* ASSIGNMENT: Copy out the line bearing "The component shall place one marker per instance of the ocean" and all the lines after it, to the very end of the material below, exactly as written.
(Beginning of DATA FOR PROCESSING)
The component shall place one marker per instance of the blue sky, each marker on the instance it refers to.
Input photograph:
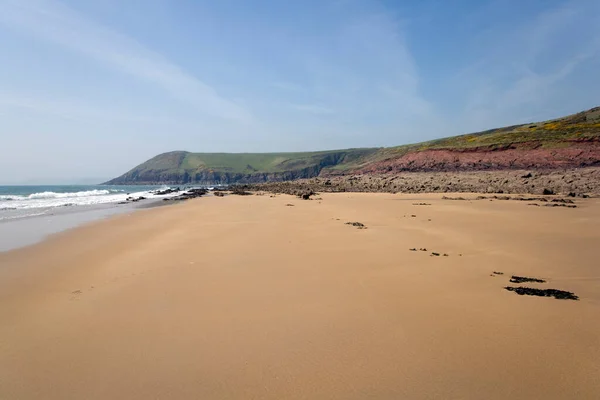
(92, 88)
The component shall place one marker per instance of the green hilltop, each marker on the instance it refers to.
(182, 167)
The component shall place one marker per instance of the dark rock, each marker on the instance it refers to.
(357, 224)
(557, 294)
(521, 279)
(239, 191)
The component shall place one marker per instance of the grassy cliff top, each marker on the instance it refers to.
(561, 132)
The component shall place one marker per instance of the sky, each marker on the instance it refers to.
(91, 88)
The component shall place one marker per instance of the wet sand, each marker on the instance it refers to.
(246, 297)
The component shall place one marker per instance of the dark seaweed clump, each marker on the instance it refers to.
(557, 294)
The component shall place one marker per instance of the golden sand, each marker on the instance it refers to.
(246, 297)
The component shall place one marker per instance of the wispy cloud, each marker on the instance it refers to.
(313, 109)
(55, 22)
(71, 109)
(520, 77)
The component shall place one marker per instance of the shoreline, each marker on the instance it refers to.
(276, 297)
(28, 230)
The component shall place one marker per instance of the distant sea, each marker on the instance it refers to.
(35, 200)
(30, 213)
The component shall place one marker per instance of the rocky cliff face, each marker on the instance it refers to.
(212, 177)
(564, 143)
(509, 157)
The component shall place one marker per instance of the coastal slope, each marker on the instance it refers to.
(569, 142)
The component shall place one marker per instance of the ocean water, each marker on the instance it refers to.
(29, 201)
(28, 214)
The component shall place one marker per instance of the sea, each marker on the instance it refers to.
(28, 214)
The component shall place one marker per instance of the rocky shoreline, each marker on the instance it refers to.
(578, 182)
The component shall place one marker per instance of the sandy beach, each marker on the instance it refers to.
(End of DATA FOR PROCESSING)
* SOLUTION FOR THIS TASK:
The component shall place one marker per instance of the ocean water, each marker on the instance it refers to.
(29, 201)
(28, 214)
The component shall place one marker per instance of the sea, each marker on the instance it refers to.
(28, 214)
The component shall place one marker per instance of the rocky shoreline, each marker on the instance it refers to.
(578, 182)
The component shall place one marker per instance of the sandy beach, each marker on the instance it refers to.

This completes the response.